PROBLEMS TO SOLVE>
(A) Answer these questions about the article on Indivo:
(i) Which company led the Consortium that presented Indivo?
(ii) When will Indivo be introduced at Children's Hospital Boston?
(iii) What total sum did HHS award to the four Consortia in 2005?
(B) Write the next paragraph of the article on Indivo, following on from its last paragraph.

═════ TEXT ═════

January 26, 2007
On January 25-26, the National Health Information Network (NHIN), part of the U.S. Dept. of Health and Human Services (HHS) viewed prototypes of electronic personal health records (PHRs) from four Consortia of health care and health information technology organizations. One of the Consortia, led by the Computer Sciences Corporation, presented an architecture that includes a personally controlled health record called Indivo that was developed at Children's Hospital Boston.
Indivo will be introduced at Children's Hospital Boston in fall 2007 as part of a new Patient Portal. Unique among PHRs, Indivo allows patients to own and control -- not merely view -- a single, unified complete medical record, providing for patient-controlled information exchange with clinical care providers, researchers and public health authorities.
In 2005, the HHS awarded a total of $18.6 million to the four Consortia, hoping to move the nation toward President Bush's goal of instituting national PHRs by 2014 by creating a uniform architecture for health care information that can follow consumers throughout their lives.

═════ RECORDED INFORMATION ═════

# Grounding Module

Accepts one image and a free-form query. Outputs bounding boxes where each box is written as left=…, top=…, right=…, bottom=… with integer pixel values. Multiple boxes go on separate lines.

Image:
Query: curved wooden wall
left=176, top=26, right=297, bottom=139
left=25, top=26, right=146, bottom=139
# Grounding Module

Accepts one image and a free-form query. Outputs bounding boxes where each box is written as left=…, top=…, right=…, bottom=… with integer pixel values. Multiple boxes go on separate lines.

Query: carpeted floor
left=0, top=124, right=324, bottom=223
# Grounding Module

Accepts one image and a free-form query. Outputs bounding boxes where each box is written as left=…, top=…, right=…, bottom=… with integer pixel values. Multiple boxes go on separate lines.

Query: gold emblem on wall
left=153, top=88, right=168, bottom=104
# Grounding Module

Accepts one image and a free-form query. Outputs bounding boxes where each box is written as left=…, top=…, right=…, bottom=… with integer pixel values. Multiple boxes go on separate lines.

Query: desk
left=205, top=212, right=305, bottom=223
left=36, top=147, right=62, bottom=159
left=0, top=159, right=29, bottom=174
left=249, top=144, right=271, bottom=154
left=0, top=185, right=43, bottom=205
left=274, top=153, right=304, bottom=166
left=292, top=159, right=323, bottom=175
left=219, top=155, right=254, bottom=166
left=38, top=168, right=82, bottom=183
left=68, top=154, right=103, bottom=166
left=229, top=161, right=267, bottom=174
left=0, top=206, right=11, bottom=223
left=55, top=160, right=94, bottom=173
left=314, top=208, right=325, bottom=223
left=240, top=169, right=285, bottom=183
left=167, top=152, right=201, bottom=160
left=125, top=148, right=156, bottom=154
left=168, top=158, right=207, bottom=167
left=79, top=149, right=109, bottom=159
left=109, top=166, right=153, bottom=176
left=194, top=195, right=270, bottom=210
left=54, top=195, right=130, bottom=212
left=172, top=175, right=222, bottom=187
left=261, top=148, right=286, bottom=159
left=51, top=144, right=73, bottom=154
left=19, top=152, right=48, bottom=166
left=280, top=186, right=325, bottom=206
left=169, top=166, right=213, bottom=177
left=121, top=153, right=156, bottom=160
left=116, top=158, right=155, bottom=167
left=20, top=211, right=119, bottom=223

═════

RESULTS>
(A)
(i) The Computer Sciences Corporation.
(ii) In fall 2007, as part of a new Patient Portal.
(iii) $18.6 million.

(B)
"With the nation on the verge of adopting personal health records, we're at a critical juncture," says Kenneth Mandl, MD, MPH, an attending physician in emergency medicine at Children's Hospital Boston and a member of the Children's Hospital Informatics Program (CHIP), who participated in the January 25 demonstration of Indivo. "The nation has the opportunity to design and implement records that are fully aligned with patients' needs for privacy and control, yet meet the needs of public health and clinical care."
At Children's Hospital Boston, Indivo is seen as a clinical necessity: many of its patients, who come from all over the country, have complex medical conditions and have received care at multiple institutions that rarely exchange information with one another.
"It will be especially satisfying to be able to integrate patient data in a way our fragmented health care system hasn't allowed in the past," says Daniel Nigrin, MD, chief information officer at Children's.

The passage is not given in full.